■ THE DATA ■
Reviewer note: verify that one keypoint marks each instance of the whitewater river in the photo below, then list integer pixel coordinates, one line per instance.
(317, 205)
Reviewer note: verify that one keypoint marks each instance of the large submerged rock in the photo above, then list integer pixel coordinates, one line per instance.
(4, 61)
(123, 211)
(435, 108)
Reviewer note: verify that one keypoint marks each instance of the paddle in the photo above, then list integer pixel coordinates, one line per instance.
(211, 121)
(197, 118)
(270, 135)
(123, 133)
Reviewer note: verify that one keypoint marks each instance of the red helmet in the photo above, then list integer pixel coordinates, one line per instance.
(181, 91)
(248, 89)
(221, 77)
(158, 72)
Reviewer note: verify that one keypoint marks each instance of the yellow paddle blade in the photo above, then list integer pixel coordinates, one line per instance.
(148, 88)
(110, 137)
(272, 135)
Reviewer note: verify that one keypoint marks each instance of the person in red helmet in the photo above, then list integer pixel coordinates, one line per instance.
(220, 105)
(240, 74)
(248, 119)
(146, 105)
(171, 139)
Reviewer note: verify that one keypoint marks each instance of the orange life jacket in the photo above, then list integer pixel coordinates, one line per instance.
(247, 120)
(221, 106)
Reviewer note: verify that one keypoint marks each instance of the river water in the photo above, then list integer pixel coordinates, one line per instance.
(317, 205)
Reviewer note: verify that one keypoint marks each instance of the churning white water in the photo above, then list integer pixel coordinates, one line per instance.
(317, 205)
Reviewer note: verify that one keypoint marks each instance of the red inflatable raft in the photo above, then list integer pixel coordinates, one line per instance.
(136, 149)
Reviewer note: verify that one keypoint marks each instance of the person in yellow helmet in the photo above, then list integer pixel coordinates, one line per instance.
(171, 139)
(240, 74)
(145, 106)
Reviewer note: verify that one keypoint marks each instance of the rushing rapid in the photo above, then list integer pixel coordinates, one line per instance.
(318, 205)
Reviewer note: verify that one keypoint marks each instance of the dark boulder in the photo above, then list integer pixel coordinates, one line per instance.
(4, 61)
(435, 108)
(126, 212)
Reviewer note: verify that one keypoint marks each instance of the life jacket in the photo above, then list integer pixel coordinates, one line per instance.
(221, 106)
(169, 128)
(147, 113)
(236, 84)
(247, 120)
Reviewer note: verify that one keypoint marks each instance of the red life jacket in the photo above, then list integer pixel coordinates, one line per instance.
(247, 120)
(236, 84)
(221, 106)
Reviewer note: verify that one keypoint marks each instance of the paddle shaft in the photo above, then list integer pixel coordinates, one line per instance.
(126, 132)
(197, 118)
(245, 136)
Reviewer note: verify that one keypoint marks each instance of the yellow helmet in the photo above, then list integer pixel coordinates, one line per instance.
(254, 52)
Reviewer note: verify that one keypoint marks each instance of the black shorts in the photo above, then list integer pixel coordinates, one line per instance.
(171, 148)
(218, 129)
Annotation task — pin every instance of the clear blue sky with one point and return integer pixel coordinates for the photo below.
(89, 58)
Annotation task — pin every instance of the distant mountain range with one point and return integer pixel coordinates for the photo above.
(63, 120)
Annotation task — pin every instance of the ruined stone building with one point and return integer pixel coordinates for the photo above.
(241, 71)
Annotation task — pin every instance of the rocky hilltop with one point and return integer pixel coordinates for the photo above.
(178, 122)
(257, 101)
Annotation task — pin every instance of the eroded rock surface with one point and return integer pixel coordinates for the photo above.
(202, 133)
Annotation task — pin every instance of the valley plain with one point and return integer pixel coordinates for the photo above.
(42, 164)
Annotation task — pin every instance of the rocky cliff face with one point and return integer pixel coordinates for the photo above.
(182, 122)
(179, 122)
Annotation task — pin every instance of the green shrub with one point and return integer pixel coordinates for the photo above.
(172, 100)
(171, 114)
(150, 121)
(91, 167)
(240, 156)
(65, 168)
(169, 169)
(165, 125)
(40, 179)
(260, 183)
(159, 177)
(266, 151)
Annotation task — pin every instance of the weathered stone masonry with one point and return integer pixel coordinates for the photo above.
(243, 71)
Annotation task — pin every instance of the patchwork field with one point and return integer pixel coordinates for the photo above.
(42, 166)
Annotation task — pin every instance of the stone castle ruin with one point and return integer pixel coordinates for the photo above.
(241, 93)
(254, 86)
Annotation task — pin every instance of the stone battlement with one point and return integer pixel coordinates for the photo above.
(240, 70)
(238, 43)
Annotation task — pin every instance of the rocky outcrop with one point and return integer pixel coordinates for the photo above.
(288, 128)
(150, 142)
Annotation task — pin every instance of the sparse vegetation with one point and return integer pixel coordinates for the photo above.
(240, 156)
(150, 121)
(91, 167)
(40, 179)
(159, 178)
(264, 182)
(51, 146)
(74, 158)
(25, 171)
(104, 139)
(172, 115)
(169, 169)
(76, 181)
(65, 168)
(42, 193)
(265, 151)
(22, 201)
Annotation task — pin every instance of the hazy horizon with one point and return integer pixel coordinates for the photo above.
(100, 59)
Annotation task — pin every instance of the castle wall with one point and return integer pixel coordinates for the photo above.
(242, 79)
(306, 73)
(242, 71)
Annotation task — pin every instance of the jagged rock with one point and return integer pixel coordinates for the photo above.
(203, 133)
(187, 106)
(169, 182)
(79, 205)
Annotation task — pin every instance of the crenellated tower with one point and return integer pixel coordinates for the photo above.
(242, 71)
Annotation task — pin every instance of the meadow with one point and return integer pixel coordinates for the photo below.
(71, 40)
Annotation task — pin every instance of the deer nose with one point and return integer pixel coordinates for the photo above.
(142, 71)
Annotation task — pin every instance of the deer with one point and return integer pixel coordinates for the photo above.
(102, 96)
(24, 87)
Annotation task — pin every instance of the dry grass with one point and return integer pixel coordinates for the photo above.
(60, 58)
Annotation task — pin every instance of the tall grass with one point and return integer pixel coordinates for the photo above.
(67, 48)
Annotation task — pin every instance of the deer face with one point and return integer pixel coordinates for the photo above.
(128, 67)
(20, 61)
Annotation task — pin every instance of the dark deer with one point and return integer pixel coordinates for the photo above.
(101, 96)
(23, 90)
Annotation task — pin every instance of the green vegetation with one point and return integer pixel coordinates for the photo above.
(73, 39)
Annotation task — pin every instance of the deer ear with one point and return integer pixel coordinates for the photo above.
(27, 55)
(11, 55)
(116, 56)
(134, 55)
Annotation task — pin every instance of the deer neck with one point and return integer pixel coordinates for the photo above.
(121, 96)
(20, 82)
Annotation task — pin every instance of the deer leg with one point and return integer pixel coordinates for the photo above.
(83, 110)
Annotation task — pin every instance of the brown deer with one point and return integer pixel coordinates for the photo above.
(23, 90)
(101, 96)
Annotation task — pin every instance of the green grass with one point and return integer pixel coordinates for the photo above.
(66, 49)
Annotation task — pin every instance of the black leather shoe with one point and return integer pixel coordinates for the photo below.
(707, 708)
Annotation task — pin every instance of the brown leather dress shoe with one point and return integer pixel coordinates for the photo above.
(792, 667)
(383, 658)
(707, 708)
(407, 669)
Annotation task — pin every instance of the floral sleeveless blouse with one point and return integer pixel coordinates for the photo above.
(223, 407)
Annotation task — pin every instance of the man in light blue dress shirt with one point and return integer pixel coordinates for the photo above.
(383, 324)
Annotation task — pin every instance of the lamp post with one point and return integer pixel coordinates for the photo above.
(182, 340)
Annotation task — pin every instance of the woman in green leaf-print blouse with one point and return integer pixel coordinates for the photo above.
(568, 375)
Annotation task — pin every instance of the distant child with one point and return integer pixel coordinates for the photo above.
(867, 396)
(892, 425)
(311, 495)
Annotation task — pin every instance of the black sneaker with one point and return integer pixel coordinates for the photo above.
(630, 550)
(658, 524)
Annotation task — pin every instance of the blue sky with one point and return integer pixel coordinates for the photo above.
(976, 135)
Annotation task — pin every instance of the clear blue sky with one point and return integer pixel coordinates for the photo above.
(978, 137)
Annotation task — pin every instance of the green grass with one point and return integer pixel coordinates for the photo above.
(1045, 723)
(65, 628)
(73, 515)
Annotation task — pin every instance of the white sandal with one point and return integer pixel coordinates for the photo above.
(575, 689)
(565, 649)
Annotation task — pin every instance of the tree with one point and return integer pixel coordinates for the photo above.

■ INSTRUCTIONS TO FOLLOW ■
I would like you to restate word for word the lines from the one with "Annotation task — pin every instance of the white" through the last line of the material above, and only those.

■ TASK OUTPUT ■
Annotation task — pin every instance of the white sandal with one point and return integer pixel coordinates for the photo above.
(575, 689)
(565, 649)
Annotation task — pin every instance of the tree with one point and return integer pixel coordinates for the photo above.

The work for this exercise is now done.